## EJERCICIO PLANTEADO
Copia de nuevo las líneas de los registros desde la que contiene "of the muddy" hasta la que contiene "pixel 313 152", y cambia "muddy dirt path" por "wet gravel path" sin alterar nada más.

## DATOS PROPORCIONADOS

------------------------

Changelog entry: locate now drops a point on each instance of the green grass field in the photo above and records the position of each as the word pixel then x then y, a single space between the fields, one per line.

------------------------

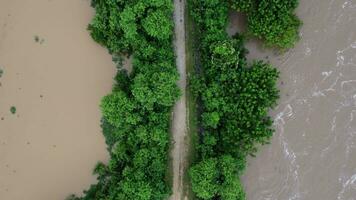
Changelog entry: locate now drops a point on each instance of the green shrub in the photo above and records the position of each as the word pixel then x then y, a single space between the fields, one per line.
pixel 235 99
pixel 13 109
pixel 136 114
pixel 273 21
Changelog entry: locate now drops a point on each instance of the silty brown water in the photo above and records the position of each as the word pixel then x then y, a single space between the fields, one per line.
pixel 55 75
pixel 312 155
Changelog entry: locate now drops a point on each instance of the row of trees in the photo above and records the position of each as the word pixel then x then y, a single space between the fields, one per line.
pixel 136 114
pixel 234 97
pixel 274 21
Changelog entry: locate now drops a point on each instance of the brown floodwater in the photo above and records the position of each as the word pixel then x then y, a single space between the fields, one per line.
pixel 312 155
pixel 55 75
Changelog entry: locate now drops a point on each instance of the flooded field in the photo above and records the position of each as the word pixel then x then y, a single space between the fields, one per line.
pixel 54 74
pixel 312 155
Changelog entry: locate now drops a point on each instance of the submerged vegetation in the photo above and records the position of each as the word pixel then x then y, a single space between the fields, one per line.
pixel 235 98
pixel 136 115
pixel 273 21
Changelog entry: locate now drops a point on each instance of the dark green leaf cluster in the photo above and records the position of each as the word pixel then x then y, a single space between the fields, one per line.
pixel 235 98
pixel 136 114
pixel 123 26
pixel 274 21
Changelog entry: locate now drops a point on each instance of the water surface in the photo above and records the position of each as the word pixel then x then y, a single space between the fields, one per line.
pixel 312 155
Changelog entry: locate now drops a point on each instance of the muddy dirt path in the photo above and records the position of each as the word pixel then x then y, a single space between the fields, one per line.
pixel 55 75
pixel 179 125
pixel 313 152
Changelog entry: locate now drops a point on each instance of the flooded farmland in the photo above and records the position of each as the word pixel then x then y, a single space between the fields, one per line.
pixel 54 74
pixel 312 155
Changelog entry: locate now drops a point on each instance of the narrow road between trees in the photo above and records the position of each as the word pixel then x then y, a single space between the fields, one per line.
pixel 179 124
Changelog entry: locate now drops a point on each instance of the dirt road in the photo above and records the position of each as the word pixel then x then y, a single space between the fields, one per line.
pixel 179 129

------------------------

## RESPUESTA
Changelog entry: locate now drops a point on each instance of the wet gravel path in the photo above and records the position of each as the word pixel then x then y, a single space between the fields, one per line.
pixel 55 75
pixel 179 125
pixel 313 152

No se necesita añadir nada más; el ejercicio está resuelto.